Required work: Copy the part of the data that opens with the line containing "Q: Point out each instance of the canyon" and closes with the line containing "(1100, 356)", keeping every line and multiplying each coordinate by 1.8, rounded to a whole number with halves rounded up. Leave all other text as it is.

[Location identification entries]
....

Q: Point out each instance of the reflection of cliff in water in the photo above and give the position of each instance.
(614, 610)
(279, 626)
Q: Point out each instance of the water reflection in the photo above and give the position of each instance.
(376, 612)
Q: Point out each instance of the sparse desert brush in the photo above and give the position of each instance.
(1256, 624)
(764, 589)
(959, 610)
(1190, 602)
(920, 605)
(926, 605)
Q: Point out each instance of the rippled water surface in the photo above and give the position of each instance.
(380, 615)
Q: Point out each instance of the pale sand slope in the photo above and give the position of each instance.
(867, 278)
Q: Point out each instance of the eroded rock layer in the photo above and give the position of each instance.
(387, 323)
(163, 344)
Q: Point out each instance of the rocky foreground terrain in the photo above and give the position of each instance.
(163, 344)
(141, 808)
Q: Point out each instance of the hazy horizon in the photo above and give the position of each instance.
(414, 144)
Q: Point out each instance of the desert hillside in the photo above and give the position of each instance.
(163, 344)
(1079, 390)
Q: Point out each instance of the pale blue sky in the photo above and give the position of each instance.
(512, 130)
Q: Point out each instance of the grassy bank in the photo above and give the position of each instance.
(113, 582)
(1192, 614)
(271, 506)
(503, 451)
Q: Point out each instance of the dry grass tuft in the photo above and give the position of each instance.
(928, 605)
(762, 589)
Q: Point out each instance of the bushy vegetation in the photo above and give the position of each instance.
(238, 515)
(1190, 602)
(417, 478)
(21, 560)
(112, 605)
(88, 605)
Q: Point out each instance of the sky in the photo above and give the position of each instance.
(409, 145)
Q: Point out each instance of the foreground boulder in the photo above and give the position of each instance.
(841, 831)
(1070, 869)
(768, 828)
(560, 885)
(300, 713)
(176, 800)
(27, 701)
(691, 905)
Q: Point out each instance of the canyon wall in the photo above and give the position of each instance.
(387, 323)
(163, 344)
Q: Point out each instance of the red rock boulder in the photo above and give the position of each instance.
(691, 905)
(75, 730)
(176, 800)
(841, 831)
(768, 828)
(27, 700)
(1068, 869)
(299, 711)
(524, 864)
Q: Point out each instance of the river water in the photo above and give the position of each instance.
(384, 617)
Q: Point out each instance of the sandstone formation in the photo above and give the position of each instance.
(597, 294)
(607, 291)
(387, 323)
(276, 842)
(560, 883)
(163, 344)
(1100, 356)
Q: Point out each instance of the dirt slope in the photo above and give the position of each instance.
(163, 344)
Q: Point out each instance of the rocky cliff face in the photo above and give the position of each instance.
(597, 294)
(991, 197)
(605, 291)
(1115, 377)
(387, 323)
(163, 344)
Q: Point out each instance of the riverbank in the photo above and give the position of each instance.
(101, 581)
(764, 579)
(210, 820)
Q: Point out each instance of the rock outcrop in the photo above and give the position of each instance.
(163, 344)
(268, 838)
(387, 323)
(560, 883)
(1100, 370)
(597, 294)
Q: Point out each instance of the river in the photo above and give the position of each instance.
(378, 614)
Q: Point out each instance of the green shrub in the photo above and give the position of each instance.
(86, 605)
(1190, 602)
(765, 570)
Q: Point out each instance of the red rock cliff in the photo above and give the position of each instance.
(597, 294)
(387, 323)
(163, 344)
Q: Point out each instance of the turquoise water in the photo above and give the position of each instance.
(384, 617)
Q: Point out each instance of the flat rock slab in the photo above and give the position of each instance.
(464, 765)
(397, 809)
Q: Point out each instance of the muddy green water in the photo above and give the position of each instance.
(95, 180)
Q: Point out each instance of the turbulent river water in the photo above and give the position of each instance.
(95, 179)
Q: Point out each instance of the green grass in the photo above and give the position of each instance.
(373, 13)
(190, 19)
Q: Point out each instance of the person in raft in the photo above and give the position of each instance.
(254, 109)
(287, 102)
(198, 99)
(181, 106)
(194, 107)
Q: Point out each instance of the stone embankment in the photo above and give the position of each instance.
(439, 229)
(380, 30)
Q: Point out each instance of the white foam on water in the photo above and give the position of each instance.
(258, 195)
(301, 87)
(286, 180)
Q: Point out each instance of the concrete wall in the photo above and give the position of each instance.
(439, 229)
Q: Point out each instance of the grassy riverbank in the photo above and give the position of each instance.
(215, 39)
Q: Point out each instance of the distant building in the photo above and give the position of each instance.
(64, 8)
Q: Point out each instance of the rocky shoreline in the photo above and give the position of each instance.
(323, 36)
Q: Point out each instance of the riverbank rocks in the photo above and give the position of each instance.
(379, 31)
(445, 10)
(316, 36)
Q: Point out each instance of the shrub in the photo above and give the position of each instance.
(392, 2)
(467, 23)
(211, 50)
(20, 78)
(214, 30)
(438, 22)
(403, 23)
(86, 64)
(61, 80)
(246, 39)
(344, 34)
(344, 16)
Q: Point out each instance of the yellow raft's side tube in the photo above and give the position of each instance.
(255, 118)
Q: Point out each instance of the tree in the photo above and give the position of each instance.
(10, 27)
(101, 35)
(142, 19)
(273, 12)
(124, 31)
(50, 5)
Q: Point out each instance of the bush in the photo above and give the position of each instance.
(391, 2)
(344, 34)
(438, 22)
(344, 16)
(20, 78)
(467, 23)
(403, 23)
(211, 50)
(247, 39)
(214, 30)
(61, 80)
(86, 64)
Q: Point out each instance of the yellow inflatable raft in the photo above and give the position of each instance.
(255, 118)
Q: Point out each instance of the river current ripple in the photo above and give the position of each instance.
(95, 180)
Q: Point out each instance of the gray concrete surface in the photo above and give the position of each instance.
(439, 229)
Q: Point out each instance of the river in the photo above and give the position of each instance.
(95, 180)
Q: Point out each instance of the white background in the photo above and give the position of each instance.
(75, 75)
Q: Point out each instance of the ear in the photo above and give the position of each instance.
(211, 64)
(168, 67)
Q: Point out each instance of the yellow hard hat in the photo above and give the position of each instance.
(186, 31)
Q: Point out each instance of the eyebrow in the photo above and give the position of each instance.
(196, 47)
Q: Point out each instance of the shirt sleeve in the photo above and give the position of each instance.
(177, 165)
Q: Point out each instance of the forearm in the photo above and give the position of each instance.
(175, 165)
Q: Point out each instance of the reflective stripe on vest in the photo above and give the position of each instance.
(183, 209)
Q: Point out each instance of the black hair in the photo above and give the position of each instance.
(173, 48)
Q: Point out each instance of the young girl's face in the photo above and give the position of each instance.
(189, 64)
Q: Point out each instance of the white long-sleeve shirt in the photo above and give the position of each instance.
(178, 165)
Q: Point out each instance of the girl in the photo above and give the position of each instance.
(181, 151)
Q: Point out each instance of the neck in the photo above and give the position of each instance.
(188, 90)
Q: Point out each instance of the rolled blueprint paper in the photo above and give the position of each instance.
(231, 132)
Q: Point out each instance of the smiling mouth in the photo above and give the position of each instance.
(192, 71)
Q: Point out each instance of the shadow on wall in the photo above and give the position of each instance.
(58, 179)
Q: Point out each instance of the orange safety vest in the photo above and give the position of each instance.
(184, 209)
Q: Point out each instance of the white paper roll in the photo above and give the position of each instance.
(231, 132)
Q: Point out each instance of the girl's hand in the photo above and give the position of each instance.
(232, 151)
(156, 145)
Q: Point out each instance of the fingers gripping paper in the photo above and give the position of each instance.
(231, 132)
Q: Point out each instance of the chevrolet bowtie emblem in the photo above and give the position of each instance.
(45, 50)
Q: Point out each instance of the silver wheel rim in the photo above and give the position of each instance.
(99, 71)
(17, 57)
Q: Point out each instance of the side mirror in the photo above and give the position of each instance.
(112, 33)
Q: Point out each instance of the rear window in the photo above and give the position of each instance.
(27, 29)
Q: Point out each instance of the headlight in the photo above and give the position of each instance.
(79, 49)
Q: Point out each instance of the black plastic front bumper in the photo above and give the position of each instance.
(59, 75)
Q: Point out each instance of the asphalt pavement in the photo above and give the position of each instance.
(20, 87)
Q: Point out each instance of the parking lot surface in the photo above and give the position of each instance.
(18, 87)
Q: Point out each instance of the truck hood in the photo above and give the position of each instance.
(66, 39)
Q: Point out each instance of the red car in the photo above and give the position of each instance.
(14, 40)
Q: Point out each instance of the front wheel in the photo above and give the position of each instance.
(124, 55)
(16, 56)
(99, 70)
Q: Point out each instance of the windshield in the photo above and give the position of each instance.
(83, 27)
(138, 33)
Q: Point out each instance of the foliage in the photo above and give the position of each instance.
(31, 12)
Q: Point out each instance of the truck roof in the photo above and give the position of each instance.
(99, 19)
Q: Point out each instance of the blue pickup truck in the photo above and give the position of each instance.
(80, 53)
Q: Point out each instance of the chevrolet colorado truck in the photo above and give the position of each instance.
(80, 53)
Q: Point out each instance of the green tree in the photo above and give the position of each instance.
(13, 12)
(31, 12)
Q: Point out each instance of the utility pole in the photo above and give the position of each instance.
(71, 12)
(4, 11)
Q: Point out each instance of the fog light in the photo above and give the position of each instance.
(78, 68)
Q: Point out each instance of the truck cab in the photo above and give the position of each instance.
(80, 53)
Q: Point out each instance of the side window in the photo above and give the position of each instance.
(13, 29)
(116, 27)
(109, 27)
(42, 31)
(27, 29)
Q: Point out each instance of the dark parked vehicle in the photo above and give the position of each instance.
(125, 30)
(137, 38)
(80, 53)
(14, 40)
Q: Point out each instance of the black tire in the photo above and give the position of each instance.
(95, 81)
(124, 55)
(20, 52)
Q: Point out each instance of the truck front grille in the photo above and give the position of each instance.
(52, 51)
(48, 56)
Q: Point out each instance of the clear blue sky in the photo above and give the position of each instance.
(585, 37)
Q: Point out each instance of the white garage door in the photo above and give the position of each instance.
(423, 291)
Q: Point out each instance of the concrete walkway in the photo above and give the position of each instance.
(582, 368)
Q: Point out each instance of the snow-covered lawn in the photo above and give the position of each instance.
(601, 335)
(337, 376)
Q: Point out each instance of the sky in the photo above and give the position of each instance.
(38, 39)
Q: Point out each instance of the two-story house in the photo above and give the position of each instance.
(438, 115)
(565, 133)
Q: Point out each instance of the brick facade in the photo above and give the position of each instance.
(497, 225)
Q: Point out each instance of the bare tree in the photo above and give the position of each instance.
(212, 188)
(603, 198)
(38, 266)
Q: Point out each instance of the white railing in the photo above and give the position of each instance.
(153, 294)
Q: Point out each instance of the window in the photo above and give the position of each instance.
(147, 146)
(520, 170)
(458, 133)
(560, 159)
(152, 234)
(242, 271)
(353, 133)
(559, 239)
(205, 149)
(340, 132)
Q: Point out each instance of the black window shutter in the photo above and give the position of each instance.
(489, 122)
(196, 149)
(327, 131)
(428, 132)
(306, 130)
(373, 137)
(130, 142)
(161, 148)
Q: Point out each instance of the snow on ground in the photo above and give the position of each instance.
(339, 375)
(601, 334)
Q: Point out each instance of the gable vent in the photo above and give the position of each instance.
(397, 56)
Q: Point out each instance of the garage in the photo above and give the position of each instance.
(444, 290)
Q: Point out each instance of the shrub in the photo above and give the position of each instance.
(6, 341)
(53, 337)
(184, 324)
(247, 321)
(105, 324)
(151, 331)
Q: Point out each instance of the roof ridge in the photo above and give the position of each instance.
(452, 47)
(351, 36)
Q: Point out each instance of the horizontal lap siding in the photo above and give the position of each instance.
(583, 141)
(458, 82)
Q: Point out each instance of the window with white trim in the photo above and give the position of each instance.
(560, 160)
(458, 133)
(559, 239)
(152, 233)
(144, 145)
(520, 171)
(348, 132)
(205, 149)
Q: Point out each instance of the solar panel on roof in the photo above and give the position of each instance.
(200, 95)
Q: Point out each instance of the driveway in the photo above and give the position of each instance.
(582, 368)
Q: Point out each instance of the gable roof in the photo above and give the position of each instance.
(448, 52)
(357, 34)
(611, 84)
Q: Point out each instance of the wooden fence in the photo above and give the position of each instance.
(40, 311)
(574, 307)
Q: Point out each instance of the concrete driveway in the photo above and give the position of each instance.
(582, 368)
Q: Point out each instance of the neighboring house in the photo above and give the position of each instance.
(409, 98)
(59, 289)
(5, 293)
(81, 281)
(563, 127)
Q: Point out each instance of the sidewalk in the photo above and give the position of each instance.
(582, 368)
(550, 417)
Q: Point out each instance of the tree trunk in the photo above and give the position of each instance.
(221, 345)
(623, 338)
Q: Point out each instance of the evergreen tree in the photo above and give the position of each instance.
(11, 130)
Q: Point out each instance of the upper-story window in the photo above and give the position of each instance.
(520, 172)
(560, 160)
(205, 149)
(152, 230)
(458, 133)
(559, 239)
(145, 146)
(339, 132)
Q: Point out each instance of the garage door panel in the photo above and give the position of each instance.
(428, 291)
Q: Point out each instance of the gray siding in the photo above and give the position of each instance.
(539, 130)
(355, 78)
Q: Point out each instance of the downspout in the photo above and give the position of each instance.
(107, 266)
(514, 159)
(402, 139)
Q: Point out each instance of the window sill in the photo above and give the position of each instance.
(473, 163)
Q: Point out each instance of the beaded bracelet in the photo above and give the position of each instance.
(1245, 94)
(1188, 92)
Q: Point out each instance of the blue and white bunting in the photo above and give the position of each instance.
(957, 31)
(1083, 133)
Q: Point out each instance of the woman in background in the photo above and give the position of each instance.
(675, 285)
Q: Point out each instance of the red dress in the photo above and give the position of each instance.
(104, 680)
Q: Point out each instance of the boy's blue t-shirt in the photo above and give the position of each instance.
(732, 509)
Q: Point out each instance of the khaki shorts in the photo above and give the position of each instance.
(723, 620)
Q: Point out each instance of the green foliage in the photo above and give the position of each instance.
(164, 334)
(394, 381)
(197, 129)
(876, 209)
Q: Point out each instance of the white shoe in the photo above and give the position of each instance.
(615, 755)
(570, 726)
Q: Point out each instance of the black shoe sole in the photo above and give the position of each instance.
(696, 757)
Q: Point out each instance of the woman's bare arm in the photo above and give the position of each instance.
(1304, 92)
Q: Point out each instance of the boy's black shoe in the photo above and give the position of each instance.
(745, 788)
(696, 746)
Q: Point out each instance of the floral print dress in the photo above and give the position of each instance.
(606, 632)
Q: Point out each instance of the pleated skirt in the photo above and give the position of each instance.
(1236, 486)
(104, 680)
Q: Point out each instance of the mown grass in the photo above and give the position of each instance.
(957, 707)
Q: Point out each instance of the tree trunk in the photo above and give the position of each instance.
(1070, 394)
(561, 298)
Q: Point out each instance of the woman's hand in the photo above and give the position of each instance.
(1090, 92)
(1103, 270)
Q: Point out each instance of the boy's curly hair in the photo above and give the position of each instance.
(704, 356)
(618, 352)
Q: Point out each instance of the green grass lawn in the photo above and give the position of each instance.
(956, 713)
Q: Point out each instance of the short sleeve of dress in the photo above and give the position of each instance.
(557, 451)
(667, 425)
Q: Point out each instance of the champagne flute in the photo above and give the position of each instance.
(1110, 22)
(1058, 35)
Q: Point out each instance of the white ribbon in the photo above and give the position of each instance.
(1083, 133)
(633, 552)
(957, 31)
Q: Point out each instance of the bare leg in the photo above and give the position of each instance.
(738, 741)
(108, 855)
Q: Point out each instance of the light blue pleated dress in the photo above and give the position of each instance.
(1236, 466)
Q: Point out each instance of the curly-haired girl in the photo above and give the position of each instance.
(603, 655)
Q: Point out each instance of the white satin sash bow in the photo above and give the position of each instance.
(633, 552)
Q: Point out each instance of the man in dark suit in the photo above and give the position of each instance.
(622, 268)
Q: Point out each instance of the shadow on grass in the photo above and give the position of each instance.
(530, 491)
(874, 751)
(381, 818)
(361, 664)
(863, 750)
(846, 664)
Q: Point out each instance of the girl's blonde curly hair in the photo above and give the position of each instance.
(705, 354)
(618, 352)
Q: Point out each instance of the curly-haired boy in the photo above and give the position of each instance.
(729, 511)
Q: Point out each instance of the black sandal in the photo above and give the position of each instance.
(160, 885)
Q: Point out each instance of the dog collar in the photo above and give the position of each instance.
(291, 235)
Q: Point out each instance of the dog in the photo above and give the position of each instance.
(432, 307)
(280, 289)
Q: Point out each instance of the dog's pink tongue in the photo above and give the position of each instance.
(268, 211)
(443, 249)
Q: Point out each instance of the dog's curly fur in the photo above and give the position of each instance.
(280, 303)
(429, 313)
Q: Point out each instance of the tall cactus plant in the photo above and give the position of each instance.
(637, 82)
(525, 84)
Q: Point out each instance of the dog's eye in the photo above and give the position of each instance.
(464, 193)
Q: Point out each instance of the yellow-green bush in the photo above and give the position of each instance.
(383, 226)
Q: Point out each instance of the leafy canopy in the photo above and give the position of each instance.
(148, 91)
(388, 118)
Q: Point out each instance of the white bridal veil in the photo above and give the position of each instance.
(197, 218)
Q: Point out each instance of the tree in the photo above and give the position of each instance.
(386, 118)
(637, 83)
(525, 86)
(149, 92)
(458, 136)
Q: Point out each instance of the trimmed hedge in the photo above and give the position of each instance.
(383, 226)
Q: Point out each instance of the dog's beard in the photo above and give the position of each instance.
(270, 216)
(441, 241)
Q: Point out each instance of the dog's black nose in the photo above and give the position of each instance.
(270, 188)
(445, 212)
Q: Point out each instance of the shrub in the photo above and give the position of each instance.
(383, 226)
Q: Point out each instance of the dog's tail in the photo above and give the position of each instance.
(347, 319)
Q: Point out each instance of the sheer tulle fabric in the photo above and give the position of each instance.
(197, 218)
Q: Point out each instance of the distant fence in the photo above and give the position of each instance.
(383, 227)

....

Final answer:
Q: Point out each instance of the canyon wall in the photo above and give the position of each instance.
(697, 581)
(293, 619)
Q: Point out each instance of the red rock boulder in the photo above and give the position of each instance.
(1244, 1629)
(135, 1314)
(317, 1440)
(1514, 1496)
(1382, 1490)
(49, 1260)
(1922, 1564)
(538, 1280)
(943, 1555)
Q: Point out each instance of the river water in the photo above and give the position of each instance.
(691, 1111)
Q: Point out each instance of the sandstone formation in the photo above and give the position of each instance.
(1075, 529)
(1093, 524)
(697, 581)
(497, 1516)
(1008, 1589)
(293, 619)
(1980, 641)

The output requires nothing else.